> [Problem statement] Every record below should be printed exactly as given.

> [Material for this exercise]
◆ ◆ ◆ ◆ ◆

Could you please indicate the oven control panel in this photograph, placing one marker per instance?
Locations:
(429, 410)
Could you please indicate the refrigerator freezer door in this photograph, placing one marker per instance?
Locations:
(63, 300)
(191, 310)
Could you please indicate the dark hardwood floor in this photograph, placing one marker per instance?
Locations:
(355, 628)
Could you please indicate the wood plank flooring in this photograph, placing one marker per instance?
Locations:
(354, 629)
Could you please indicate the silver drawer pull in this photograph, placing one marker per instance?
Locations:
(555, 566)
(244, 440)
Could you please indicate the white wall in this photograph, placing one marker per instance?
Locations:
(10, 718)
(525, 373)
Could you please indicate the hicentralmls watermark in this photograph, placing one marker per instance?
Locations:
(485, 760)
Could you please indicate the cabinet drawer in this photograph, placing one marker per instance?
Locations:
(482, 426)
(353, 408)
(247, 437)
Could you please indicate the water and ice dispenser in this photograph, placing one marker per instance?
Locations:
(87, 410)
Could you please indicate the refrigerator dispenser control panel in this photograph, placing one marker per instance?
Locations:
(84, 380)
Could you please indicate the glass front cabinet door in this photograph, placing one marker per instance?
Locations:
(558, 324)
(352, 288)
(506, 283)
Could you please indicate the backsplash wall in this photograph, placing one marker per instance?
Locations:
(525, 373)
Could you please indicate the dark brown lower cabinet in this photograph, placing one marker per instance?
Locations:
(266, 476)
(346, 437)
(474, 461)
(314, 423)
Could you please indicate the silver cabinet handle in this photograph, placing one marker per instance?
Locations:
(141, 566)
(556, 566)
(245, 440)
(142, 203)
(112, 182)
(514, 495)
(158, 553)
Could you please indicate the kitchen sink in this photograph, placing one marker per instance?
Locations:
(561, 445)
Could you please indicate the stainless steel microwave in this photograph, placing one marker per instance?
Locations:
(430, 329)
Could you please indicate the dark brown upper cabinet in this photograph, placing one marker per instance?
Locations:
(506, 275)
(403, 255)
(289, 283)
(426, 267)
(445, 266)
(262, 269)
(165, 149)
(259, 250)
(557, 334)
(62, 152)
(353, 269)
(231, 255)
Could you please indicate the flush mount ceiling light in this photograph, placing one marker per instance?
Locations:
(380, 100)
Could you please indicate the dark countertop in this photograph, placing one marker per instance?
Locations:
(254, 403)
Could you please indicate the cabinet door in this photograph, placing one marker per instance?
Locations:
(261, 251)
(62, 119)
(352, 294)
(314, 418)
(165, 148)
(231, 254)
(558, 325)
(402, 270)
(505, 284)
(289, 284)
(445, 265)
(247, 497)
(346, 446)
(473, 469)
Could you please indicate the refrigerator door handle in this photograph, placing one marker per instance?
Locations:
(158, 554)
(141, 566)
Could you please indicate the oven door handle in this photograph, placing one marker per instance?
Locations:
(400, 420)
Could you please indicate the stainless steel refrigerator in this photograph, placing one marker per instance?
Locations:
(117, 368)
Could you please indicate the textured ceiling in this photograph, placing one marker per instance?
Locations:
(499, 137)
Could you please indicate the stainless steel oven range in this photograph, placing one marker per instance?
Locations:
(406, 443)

◆ ◆ ◆ ◆ ◆

> [Response to the exercise]
Could you please indicate the oven control panel in this photograph, placing one marker per instance?
Locations:
(429, 410)
Could you please indicate the refrigerator freezer door in this photograph, placing one marker per instance?
Locations:
(63, 300)
(191, 310)
Could you please indicate the dark hardwood floor in this photograph, placing one marker per instance?
Locations:
(355, 628)
Could you please indicate the wood plank flooring in this photograph, placing one marker per instance?
Locations:
(354, 629)
Could you please indicate the silver drawer pull in this photograph, placing one marker per instance?
Locations:
(555, 566)
(244, 440)
Could you please indicate the white wall in this photograph, placing one marker per instance?
Locations:
(10, 718)
(525, 373)
Could you please indicate the hicentralmls watermark in this photograph, placing one marker per instance?
Locations:
(485, 760)
Could you please indicate the cabinet drawer in this photograph, placing one marker per instance?
Locations:
(482, 426)
(353, 408)
(247, 437)
Could you please indicate the water and ice dispenser in this photograph, placing one marker per instance?
Locations:
(87, 410)
Could you please indicate the refrigerator dispenser control panel in this photograph, placing one marker per instance?
Locations:
(84, 380)
Could you please indicate the glass front cabinet door in this photograph, placing one marker per instance?
Locations:
(558, 324)
(352, 288)
(506, 283)
Could you please indicate the backsplash wall in this photograph, placing one marker per instance?
Locations:
(525, 373)
Could you please indicate the dark brown lower cabinet in this photograph, placing one marker per instance?
Locations:
(266, 476)
(346, 437)
(474, 461)
(314, 423)
Could you please indicate the silver cabinet handle in this photograph, placing one marker per instance?
Locations:
(141, 566)
(556, 566)
(245, 440)
(142, 203)
(112, 182)
(514, 495)
(158, 553)
Could you please indicate the kitchen sink in this photograph, placing one marker per instance?
Locations:
(561, 445)
Could you please indicate the stainless steel microwave in this photograph, placing one marker per instance?
Locations:
(430, 329)
Could you please indicate the dark brown upper cabinet in this photograph, placing one marker per instance?
Locations:
(506, 275)
(403, 255)
(289, 283)
(426, 267)
(445, 266)
(262, 269)
(165, 149)
(259, 250)
(557, 334)
(62, 152)
(353, 269)
(231, 255)
Could you please indicate the flush mount ceiling light in this photograph, placing one marker per instance?
Locations:
(380, 100)
Could you please indicate the dark countertop in this photograph, placing one marker per instance?
Locations:
(254, 403)
Could you please indicate the cabinet door in this photograph, placing one marker per instance?
Locations:
(261, 251)
(62, 119)
(352, 294)
(314, 418)
(165, 148)
(231, 254)
(558, 325)
(402, 270)
(505, 284)
(289, 284)
(445, 265)
(247, 497)
(346, 446)
(473, 469)
Could you please indicate the refrigerator door handle in this photograph, placing one marker per instance?
Locations:
(158, 554)
(141, 566)
Could you please indicate the oven door handle in this photograph, placing one marker per instance?
Locations:
(400, 420)
Could you please indicate the stainless steel refrigerator in this photograph, placing one marker per instance?
Locations:
(117, 368)
Could you please indicate the textured ceiling in this photograph, placing one marker per instance?
Locations:
(499, 137)
Could you please indicate the stainless steel oven range in this photograph, placing one marker per instance?
Locations:
(406, 443)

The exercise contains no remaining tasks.